## RICHIESTA 1:
Secondo il brano sulla rappresentazione della mente, quale strumento si prendeva a modello dell'anima nel Settecento?
## RICHIESTA 2:
Porta avanti il brano sulla rappresentazione della mente, riprendendo subito dopo la sua ultima frase.

Il mind ha un quartier generale, Head Quarter (letteralmente: Quartiere di Testa) che mi fa pensare al luogo dove deve stare Sergio Marchionne, ad esempio, per poter sfornare, giorno dopo giorno, le migliaia di Fiat e Chrysler da vendere. Questo Quartiere di Testa – “la stanza dei bottoni” la si chiamerebbe in politica – è rappresentato come un’alta torre con una cupola di cristallo da cui si vede un ampio paesaggio della mente che ricorda molto Disneyland. In questa cupola c’è una tastiera che ricorda le Play Station, o la plancia di comando dell’astronave Enterprise di Star Trek. La sorpresa filosofica è che non c’è un Marchionne unico, un CEO accentratore, una mente razionale, dietro questa tastiera ma un Board di amministratori delegati, ovvero le suddette cinque emozioni. Tra questi Emotion AD non c’è una gerarchia definita, anche se Gioia è tra tutte quella che più si dà da fare, la più arrivista diremmo. È una direzione collegiale come quella della Serenissima Repubblica di Venezia ma senza Doge. Il primato delle emozioni deriva dal fortunato modello del neuroscientist Antonio Damasio, modello acefalo che deve anche piacere ai genitori di tendenza libertaria che si godono il film assieme ai loro pargoli.

 

Sarebbe però miope pensare che questa rappresentazione della mente – nel caso specifico di Riley, bimba undicenne che l’oligarchia Cinque Emozioni deve monitorare – rifletta semplicemente la hybris tecnologica di oggi, per cui l’anima è ridotta a macchina gestionale. Da secoli fioriscono teorie che prendono come modello della mente l’invenzione tecnologica più avanzata e spettacolare. Nel Settecento, ad esempio, era preso a modello dell’anima l’orologio meccanico; nell’Ottocento si era soliti paragonare la mente umana a una stazione telegrafica. Poi, con l’emergere del computer, ci è stata ammannita la teoria della mente-software. Ma in realtà la tentazione di rappresentare la mente umana come uno strumento tecnico prodotto dalla stessa mente umana risale a molto più tempo addietro.

## INFORMAZIONI FORNITE:
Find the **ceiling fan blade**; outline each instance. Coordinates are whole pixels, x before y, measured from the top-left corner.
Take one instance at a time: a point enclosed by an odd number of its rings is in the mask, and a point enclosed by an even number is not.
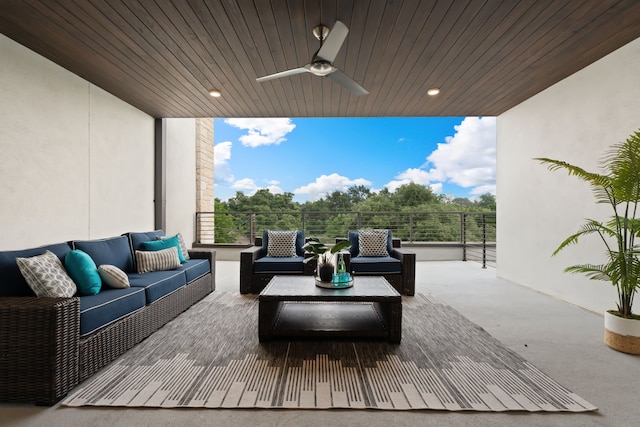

## RISPOSTA SCRITTA 1:
L'orologio meccanico.

## RISPOSTA SCRITTA 2:
 

Già nel Fedro, Platone propose un’immagine tecnologica della psyché, anima: era come una biga diretta da un auriga e trainata da due cavalli. Ricordiamo del resto che psyché era per i greci tutto ciò che si muove senza essere mosso da altro: la psiche è il principio del movimento vivente stesso. La psicologia nasce come sapere locomotorio. Il guaio della biga mentale, per Platone, però è che i due cavalli sono discordanti: quello bianco è pudico e temperante, quello nero è impudico e intemperante. Oggi possiamo trovare alquanto aulica e vetusta questa immagine della biga, ma dobbiamo ricordarci che quel carro era, come il computer oggi, l’oggetto della tecnologia di punta dell’epoca. Era grazie alle bighe che i greci vincevano le guerre, ed erano, dopo le navi, gli strumenti di locomozione all’epoca più veloci. Se Platone avesse scritto nel nostro contesto tecnologico, avrebbe detto che l’anima umana è un Concorde con un pilota che se la deve vedere però con due motori discordanti, uno tende a far salire l’aereo e l’altro invece a farlo scendere, e il secondo vinse anni fa all’aeroporto di Roissy a Parigi quando il Concorde andò a sfracellarsi per terra.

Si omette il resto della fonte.